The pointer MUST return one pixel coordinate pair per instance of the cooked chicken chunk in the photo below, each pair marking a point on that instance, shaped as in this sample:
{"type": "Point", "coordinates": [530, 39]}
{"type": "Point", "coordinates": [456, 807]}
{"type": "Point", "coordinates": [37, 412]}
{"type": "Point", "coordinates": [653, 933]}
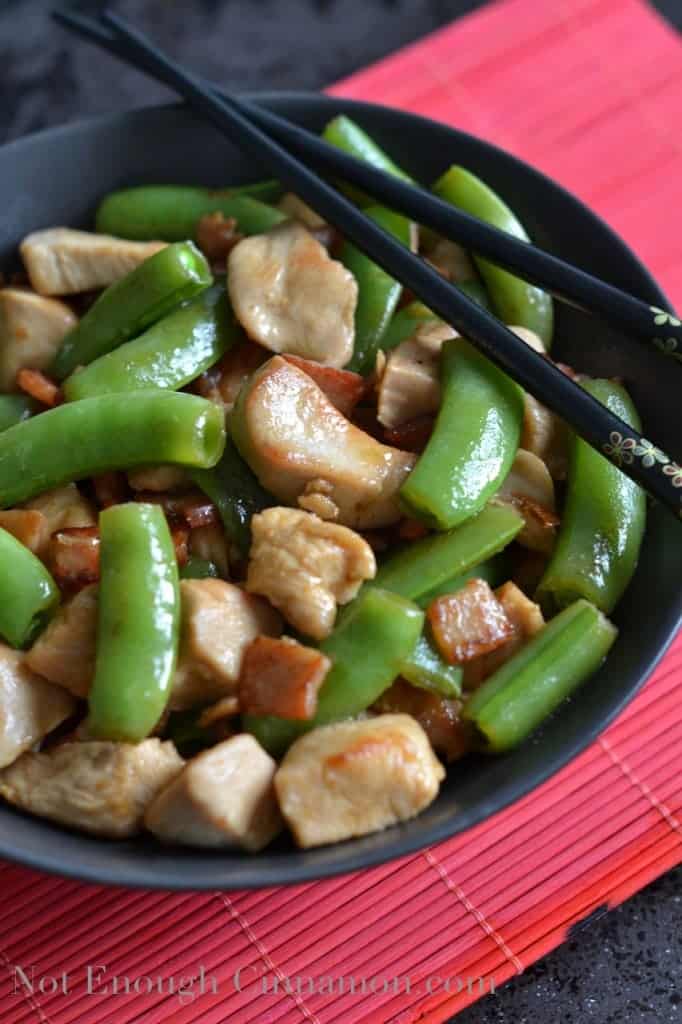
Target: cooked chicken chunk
{"type": "Point", "coordinates": [31, 332]}
{"type": "Point", "coordinates": [352, 778]}
{"type": "Point", "coordinates": [64, 261]}
{"type": "Point", "coordinates": [100, 787]}
{"type": "Point", "coordinates": [290, 296]}
{"type": "Point", "coordinates": [529, 488]}
{"type": "Point", "coordinates": [290, 433]}
{"type": "Point", "coordinates": [65, 652]}
{"type": "Point", "coordinates": [223, 798]}
{"type": "Point", "coordinates": [219, 621]}
{"type": "Point", "coordinates": [306, 566]}
{"type": "Point", "coordinates": [30, 707]}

Short exercise – Copy the whole listing above word for word but do not carry over the pictures.

Reply –
The pointer MUST return one pixel coordinate pair per instance of the cooked chicken chunk in the photo below, each pair marking a point on that instance, shaped as in this sample:
{"type": "Point", "coordinates": [530, 39]}
{"type": "Point", "coordinates": [456, 807]}
{"type": "Point", "coordinates": [37, 412]}
{"type": "Point", "coordinates": [653, 933]}
Target: cooked chicken chunk
{"type": "Point", "coordinates": [31, 332]}
{"type": "Point", "coordinates": [352, 778]}
{"type": "Point", "coordinates": [64, 261]}
{"type": "Point", "coordinates": [100, 787]}
{"type": "Point", "coordinates": [290, 296]}
{"type": "Point", "coordinates": [529, 488]}
{"type": "Point", "coordinates": [290, 433]}
{"type": "Point", "coordinates": [65, 652]}
{"type": "Point", "coordinates": [223, 798]}
{"type": "Point", "coordinates": [219, 621]}
{"type": "Point", "coordinates": [306, 566]}
{"type": "Point", "coordinates": [30, 707]}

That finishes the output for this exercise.